■ GIVEN TASK:
Reproduce, unchanged, every line of the records from the one containing "Detection target apartment building" down to the one containing "[271,135,287,172]", both of those lines included.

■ PROVIDED DATA:
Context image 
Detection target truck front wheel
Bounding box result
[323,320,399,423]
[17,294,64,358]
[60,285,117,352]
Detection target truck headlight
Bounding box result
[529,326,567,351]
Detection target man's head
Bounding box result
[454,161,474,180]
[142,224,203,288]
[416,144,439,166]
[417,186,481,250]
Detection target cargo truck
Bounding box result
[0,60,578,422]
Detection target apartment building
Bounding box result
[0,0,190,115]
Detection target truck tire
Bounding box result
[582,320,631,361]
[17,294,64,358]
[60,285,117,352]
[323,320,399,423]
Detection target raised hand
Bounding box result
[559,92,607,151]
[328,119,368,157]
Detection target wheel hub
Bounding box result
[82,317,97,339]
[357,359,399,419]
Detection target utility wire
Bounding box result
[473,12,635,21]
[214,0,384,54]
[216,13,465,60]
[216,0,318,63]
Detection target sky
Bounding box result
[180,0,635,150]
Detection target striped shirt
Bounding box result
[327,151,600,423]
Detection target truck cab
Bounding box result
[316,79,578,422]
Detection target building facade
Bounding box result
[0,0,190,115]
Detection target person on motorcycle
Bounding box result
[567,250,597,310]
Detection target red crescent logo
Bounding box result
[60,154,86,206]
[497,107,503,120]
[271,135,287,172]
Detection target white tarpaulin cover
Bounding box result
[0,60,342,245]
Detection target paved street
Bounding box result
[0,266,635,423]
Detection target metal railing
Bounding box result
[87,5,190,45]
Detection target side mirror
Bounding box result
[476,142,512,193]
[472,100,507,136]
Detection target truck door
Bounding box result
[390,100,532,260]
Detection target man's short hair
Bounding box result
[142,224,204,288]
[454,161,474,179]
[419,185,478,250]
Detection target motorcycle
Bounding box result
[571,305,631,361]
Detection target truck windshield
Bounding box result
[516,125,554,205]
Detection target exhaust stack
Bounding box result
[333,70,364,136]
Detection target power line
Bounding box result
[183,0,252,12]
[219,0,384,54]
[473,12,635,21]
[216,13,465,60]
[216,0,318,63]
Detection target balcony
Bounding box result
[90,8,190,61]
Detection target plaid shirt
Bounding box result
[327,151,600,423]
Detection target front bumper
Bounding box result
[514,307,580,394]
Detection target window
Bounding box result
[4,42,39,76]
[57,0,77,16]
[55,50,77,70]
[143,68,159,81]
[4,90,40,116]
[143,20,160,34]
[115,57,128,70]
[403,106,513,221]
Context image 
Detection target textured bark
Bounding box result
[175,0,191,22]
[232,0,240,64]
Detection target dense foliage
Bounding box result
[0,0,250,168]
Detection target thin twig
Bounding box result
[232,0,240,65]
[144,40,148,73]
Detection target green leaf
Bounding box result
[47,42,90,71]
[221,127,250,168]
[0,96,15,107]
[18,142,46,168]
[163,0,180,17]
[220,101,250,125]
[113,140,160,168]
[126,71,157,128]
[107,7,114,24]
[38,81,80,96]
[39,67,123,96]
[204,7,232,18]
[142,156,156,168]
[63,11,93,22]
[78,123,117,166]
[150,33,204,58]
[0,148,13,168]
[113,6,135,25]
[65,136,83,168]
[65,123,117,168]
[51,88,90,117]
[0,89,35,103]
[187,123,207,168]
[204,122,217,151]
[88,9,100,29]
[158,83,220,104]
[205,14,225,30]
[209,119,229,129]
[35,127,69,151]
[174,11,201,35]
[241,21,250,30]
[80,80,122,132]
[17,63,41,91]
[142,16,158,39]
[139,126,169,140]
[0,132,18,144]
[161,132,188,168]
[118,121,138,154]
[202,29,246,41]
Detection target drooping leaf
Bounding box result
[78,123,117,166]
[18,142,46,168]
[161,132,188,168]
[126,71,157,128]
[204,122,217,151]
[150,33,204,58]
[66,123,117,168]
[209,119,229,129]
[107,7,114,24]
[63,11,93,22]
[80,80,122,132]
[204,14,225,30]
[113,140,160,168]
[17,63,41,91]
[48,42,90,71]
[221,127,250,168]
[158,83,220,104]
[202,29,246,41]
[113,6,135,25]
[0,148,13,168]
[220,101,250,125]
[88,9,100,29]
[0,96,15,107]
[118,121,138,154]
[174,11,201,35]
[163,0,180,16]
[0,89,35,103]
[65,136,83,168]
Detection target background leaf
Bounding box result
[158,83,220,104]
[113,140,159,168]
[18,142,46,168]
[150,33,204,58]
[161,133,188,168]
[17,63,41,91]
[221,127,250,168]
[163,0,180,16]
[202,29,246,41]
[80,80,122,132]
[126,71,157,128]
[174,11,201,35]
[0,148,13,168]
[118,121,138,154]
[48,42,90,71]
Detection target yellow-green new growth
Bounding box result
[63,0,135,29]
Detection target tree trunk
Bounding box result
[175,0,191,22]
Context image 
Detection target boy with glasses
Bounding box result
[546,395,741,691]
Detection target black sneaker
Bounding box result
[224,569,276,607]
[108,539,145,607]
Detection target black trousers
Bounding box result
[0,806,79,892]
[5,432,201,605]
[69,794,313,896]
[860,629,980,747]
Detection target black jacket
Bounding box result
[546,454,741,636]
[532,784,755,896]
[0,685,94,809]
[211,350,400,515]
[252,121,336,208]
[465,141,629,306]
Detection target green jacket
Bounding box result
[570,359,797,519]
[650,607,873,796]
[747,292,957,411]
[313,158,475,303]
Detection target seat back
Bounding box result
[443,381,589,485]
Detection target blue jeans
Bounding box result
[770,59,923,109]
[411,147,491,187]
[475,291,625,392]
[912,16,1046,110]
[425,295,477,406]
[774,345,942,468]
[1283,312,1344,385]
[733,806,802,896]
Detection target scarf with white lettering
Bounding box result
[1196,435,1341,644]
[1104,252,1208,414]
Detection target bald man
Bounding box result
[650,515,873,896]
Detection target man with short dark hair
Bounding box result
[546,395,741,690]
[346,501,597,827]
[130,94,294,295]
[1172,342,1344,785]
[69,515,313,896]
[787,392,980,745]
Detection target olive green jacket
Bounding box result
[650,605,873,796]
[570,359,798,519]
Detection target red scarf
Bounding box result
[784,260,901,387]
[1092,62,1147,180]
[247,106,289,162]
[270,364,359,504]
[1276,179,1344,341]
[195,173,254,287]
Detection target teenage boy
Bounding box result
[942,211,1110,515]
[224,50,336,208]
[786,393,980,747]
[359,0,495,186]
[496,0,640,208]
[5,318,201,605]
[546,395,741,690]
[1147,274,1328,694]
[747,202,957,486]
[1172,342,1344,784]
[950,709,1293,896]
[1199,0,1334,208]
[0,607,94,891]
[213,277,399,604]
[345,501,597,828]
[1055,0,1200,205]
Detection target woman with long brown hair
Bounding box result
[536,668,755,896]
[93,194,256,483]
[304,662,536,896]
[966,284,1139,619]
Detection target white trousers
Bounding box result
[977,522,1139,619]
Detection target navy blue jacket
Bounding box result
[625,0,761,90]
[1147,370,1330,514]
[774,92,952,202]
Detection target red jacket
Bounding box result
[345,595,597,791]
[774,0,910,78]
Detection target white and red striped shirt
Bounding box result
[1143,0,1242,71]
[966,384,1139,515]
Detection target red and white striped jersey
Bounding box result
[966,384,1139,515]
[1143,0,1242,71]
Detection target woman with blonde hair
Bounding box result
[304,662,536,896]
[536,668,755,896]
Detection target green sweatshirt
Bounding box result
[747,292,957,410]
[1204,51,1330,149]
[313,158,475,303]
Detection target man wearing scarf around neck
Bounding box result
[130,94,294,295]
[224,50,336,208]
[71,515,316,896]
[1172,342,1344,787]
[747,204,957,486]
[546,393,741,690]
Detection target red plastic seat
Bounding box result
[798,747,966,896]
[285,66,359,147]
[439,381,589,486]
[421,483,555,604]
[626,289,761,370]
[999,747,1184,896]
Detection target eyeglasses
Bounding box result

■ ANSWER TO THIS TASK:
Detection target apartment building
Bounding box result
[0,0,190,115]
Detection target truck tire
Bounding box result
[582,320,631,361]
[17,294,64,358]
[60,285,117,352]
[323,320,399,423]
Detection target raised hand
Bounding box result
[559,92,607,151]
[328,119,368,157]
Detection target wheel hub
Bounding box result
[82,317,97,339]
[357,359,399,419]
Detection target utility wire
Bounding box result
[473,12,635,21]
[214,0,384,54]
[216,13,465,60]
[216,0,318,63]
Detection target sky
Bounding box result
[180,0,635,150]
Detection target striped shirt
Bounding box result
[327,151,600,423]
Detection target truck cab
Bounding box result
[316,79,578,422]
Detection target building facade
Bounding box result
[0,0,190,115]
Detection target person on motorcycle
Bounding box result
[567,250,597,310]
Detection target red crescent logo
Bounding box result
[60,154,86,206]
[497,107,503,120]
[271,135,287,172]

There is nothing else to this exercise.